*The exercise*
Carry the passage below on available cash before reserves forward from its final sentence.

AVAILABLE CASH BEFORE RESERVES:
   Net (loss) income ......................................................      $ (596)         $ 2,917
   Depreciation and amortization ..........................................       1,601            4,695
   Cash received from direct financing leases not included in income ......         125              369
   Cash proceeds in excess of gains on certain asset sales ................          92              781
   Distributions received or to be received from T&P Syngas
      in excess of equity recorded ........................................         502              563
   Net non-cash (credits) charges .........................................        (145)          (1,137)
   Maintenance capital expenditures .......................................        (414)          (1,125)
                                                                                 ------          -------
   Available Cash before reserves .........................................      $1,165          $ 7,063
                                                                                 ======          =======


     Distributions for the three and nine month period total $1.4 million and
$4.3 million, respectively.

*Stored rows*
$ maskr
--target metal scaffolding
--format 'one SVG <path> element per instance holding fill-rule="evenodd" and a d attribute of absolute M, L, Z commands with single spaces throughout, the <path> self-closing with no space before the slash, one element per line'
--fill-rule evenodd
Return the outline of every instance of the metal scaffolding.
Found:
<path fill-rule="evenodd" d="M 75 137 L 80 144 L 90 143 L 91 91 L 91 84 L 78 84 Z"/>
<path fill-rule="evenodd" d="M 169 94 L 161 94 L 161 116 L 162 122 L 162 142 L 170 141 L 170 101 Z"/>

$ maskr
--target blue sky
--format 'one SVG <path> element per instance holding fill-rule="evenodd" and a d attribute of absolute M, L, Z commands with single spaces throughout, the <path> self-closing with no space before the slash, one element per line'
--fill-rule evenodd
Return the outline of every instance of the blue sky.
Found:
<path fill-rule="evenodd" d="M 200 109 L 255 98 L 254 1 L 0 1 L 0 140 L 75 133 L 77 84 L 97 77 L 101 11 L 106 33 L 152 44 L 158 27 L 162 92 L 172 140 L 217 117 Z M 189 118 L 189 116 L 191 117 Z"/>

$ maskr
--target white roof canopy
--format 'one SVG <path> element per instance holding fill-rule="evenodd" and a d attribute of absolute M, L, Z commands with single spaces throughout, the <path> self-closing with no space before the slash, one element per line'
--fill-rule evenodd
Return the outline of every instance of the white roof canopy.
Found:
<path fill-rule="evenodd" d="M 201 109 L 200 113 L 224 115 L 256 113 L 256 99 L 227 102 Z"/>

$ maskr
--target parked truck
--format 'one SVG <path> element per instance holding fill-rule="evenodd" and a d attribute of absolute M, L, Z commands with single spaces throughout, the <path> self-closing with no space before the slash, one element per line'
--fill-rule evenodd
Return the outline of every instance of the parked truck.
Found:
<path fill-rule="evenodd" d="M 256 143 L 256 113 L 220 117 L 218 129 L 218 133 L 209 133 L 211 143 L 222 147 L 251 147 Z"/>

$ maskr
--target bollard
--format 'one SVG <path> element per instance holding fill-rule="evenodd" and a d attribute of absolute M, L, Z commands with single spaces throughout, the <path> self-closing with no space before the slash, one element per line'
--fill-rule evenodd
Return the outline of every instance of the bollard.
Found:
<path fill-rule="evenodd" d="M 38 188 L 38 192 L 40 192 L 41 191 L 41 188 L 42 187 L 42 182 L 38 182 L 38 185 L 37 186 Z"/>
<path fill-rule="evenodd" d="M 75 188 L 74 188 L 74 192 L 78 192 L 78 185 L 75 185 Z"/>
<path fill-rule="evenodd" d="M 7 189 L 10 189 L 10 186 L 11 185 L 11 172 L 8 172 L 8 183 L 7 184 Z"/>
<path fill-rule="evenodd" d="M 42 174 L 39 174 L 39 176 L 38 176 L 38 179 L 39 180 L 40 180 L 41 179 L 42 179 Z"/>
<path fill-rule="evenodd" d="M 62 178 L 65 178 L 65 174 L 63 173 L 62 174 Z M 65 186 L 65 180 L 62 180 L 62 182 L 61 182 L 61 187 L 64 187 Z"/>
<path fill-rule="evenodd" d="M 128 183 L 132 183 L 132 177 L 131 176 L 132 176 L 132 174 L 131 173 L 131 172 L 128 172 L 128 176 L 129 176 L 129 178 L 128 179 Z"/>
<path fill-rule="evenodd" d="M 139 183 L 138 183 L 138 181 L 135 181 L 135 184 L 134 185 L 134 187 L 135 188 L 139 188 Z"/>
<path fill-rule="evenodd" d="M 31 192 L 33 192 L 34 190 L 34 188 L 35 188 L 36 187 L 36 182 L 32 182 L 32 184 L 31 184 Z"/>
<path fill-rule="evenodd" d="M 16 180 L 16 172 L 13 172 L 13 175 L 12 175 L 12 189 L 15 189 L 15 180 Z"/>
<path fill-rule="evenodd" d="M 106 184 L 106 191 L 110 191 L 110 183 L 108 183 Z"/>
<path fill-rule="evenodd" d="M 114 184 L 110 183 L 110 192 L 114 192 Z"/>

*Reply to the exercise*
     Available Cash (a non-GAAP liquidity measure) has been reconciled to cash
flow from operating activities (the GAAP measure) for the three and nine months
ended September 30, 2005 below.

     NON-GAAP FINANCIAL MEASURE

     We believe that investors benefit from having access to the same financial
measures being utilized by management. Available Cash is a liquidity measure
used by our management to compare cash flows generated by us to the cash
distribution we pay to our limited partners and the general partner. This is an
important financial measure to our public unitholders since it is an indicator
of our ability to provide a cash return on their investment. Specifically, this
financial measure tells investors whether or not we are generating cash flows at
a level that can support a quarterly cash distribution to our partners. Lastly,
Available Cash (also referred to as distributable cash flow) is a quantitative
standard used throughout the investment community with respect to
publicly-traded partnerships.

     Several adjustments to net income are required to calculate Available Cash.
These adjustments include: (1) the addition of non-cash expenses such as
depreciation and amortization expense; (2) miscellaneous non-cash adjustments
such as the addition of decreases or the subtraction of increases in the accrual
for our stock appreciation rights plan expense and the value of financial
instruments; and (3) the subtraction of maintenance capital expenditures.
Maintenance capital expenditures are capital expenditures (as defined by GAAP)
to replace or enhance partially or fully depreciated assets in order to sustain
the existing operating capacity or efficiency of our assets and extend their
useful lives. See "Distributions" above.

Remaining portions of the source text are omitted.